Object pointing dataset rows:

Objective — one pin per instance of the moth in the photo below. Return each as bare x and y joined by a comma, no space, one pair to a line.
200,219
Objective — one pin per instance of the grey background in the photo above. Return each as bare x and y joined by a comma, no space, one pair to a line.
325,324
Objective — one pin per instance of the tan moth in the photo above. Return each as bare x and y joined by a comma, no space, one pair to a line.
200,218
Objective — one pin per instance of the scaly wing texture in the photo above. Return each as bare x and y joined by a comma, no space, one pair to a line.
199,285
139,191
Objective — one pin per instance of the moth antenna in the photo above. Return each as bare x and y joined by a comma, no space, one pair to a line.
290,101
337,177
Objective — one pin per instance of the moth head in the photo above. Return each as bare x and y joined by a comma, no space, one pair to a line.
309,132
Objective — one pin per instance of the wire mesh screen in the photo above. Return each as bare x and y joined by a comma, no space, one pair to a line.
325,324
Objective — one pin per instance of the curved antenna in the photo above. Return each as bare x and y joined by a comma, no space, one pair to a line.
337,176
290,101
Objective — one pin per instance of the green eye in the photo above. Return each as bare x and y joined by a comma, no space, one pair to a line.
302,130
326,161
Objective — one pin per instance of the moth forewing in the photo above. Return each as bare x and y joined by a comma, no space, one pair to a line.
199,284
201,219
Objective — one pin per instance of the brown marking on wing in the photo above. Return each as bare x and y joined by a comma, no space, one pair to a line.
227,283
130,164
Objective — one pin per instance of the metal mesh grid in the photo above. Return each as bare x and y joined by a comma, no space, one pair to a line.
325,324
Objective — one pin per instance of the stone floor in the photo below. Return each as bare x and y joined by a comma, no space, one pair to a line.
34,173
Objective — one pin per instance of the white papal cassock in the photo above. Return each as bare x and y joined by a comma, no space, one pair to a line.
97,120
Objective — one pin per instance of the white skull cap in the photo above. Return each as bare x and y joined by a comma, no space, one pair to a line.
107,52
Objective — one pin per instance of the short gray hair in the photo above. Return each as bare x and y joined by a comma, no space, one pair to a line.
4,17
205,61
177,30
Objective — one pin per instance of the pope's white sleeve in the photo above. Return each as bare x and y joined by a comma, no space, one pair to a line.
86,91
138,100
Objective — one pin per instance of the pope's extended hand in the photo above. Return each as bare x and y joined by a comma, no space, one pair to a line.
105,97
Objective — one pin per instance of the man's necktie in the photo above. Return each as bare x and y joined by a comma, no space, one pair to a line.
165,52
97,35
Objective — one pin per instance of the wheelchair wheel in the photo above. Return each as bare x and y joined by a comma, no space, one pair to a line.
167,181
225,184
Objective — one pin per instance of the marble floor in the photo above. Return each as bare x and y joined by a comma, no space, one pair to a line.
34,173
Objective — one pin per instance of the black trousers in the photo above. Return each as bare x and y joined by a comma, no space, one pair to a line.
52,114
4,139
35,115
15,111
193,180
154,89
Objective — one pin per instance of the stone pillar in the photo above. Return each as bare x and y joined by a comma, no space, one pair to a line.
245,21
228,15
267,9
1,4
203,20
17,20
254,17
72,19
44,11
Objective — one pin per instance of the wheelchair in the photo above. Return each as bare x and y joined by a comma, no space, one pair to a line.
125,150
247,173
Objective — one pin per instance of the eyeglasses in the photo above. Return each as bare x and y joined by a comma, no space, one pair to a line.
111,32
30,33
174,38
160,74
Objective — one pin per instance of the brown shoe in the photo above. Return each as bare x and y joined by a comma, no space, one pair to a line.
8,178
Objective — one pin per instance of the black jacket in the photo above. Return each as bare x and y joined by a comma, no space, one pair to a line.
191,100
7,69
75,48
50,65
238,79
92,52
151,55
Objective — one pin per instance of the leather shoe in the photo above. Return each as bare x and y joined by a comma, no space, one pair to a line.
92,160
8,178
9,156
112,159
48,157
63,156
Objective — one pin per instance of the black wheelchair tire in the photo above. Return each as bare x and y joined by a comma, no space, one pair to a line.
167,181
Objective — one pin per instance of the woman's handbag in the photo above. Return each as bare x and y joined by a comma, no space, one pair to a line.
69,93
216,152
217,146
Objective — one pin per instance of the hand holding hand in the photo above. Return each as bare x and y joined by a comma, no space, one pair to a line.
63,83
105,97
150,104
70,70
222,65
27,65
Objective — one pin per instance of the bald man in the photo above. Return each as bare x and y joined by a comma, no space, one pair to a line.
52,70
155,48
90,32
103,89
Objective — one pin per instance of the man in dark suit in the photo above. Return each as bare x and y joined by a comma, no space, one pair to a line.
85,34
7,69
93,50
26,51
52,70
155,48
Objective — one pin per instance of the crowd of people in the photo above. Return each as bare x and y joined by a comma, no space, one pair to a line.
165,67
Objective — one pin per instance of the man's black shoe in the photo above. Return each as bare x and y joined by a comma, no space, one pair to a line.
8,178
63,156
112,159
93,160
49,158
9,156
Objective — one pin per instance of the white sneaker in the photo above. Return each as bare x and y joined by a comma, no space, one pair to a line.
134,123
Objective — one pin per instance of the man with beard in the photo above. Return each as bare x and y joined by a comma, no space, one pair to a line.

WORK TO DO: Transcribe the data. Leave every line exactly as it is.

IN RESPONSE:
Objective — one pin per instance of the moth in the photo below. Return each as bare x and y joined by a comma, no space, one pair to a line.
200,219
Objective — one pin per instance of the grey background in the photo above. Return each as bare x and y joined by a comma, no space, one pair to a line.
325,324
Objective — one pin per instance of the tan moth in the photo above. Return each as bare x and y joined by a comma, no space, one pair to a line.
200,218
Objective — one pin per instance of the scaly wing texture in the photo above. Return each as bare x and y joined by a comma, no space, one pair to a line.
199,285
139,191
Objective — one pin per instance of the moth antenna in the photo above. Return each as bare x and y joined by a comma, no space, one pair to a line.
290,101
337,177
Objective — one pin per instance of the moth head in the photo above. Return each as bare x and y joined by a comma, no space, one pair to a line.
309,132
Objective — one pin per instance of the wire mesh screen in the photo above. Return each as bare x and y joined by a comma, no space, one pair to a line.
325,324
Objective — one pin per instance of the curved antenna in the photo above. Return each as bare x and y joined by a comma, no space, one pair to a line.
337,176
290,101
Objective — one pin per instance of the green eye in the photo above. Return each as bare x and y joined by a comma, no space, one pair to a line.
302,130
326,161
Objective — one pin per instance of the moth forewing in the photo above. Return each as bare x and y joined by a comma, no space, one pair to a line.
199,284
201,219
Objective — one pin per instance of the brown marking on wing in the photo above. Return each as bare x and y joined by a comma, no space, one pair to a line.
227,283
130,164
Objective — one pin per instance of the metal mesh grid in the photo above. Return each as bare x and y joined by a comma, no space, one pair to a line.
325,324
Objective — one pin per instance of the stone floor in the photo below. Return each as bare x and y joined by a comma, no space, one pair to a line.
34,173
Objective — one pin per instance of the white papal cassock in the photo above. Return each as bare x and y joined by a comma, no space, one pair to a line.
97,120
Objective — one pin per instance of the white skull cap in the photo above. Return each as bare x and y joined by a comma, no space, one pair to a line.
107,52
Objective — one pin per instance of the short gray hair in the photo above. Return each as bare x and y joined by a comma, no space, one pair to a line.
4,17
205,61
177,30
Objective — one pin per instance of the pope's white sleeve in the photo above. Return each as bare x and y joined by a comma, no space, one pair to a line.
86,91
138,100
Objective — one pin per instance of the pope's extended hand in the photo above. Return each as bare x and y joined by a comma, no space, one pair to a line.
105,97
Objective — one pin per instance of the man's necktie in the photo above. Return each as bare x and y joined by a comma, no space, one pair to a line.
165,52
97,35
Objective — one pin per instance of the wheelchair wheel in the photo above. Return each as bare x and y joined by a comma, no space, one pair to a line.
167,181
225,184
Objective — one pin per instance of the marble floor in the photo above. Return each as bare x and y joined by a comma, no space, one pair to a line.
34,173
Objective — one pin per instance of the black trousers in the photo above. Return each as bare x and y joined by a comma, no space, one pair to a line.
52,114
4,139
35,115
15,111
193,180
154,89
Objective — one pin per instance of the stone pillar in the photo above. Return each as bare x and y joined by a comma, no space, one pair to a line.
245,21
228,15
267,9
1,4
203,20
17,20
254,17
72,19
44,11
Objective — one pin per instance of the wheelchair in the photo above. Return each as bare x and y joined by a comma, no space, one pair to a line.
125,150
247,173
Objective — one pin per instance of the eyeglasses in the photo above. Return each as bare x and y joined by a comma, no space, one pair to a line.
111,32
30,33
174,38
160,74
Objective — one pin per instance of the brown shoe in the photo above. Return each as bare x and y joined by a comma, no space, one pair to a line.
8,178
Objective — one pin per instance of the black jacket in the photo above. Return each as bare x and y joined by a comma, no space, one pair to a line.
191,100
7,69
75,48
50,65
238,79
92,52
151,55
Objective — one pin per instance of the leather shoe in the photo above. Return each as bare x and y joined by a comma, no space, one pair to a line.
92,160
8,178
9,156
112,159
48,157
63,156
Objective — one pin per instance of the black wheelchair tire in the photo above. Return each as bare x and y joined by a comma, no space, one pair to a line.
167,181
Objective — one pin per instance of the woman's handbag in the photo above. Return each as bare x and y joined by a comma, no space, one pair to a line.
69,93
216,152
217,146
Objective — one pin per instance of the hand holding hand in the photo above. Return each as bare x and y joined by a comma, no space, one pair to a line.
63,83
105,97
150,104
70,70
222,65
27,65
Objective — one pin per instance of the bald man in the photo above. Return each as bare x and y joined by a comma, no space, one pair to a line.
52,70
155,48
90,32
103,89
Objective — one pin per instance of the man in dark suit in the photo above. Return each as bare x and y joined by a comma, no space, one pair to a line.
85,34
7,69
93,50
26,51
52,70
155,48
Objective — one pin per instance of the crowd of people in the photo above. Return each as bare x and y joined by a comma, no space, one pair to a line.
165,67
Objective — one pin per instance of the man's black shoe in the photo above. Return each as bare x and y joined by a comma, no space, one pair to a line.
8,178
63,156
112,159
93,160
49,158
9,156
Objective — one pin per instance of the white sneaker in the photo above. Return each as bare x and y joined by a comma, no space, one pair to a line.
134,123
Objective — one pin per instance of the man with beard in the photo above. Return each as bare x and y joined by a comma, no space, one pair to a line.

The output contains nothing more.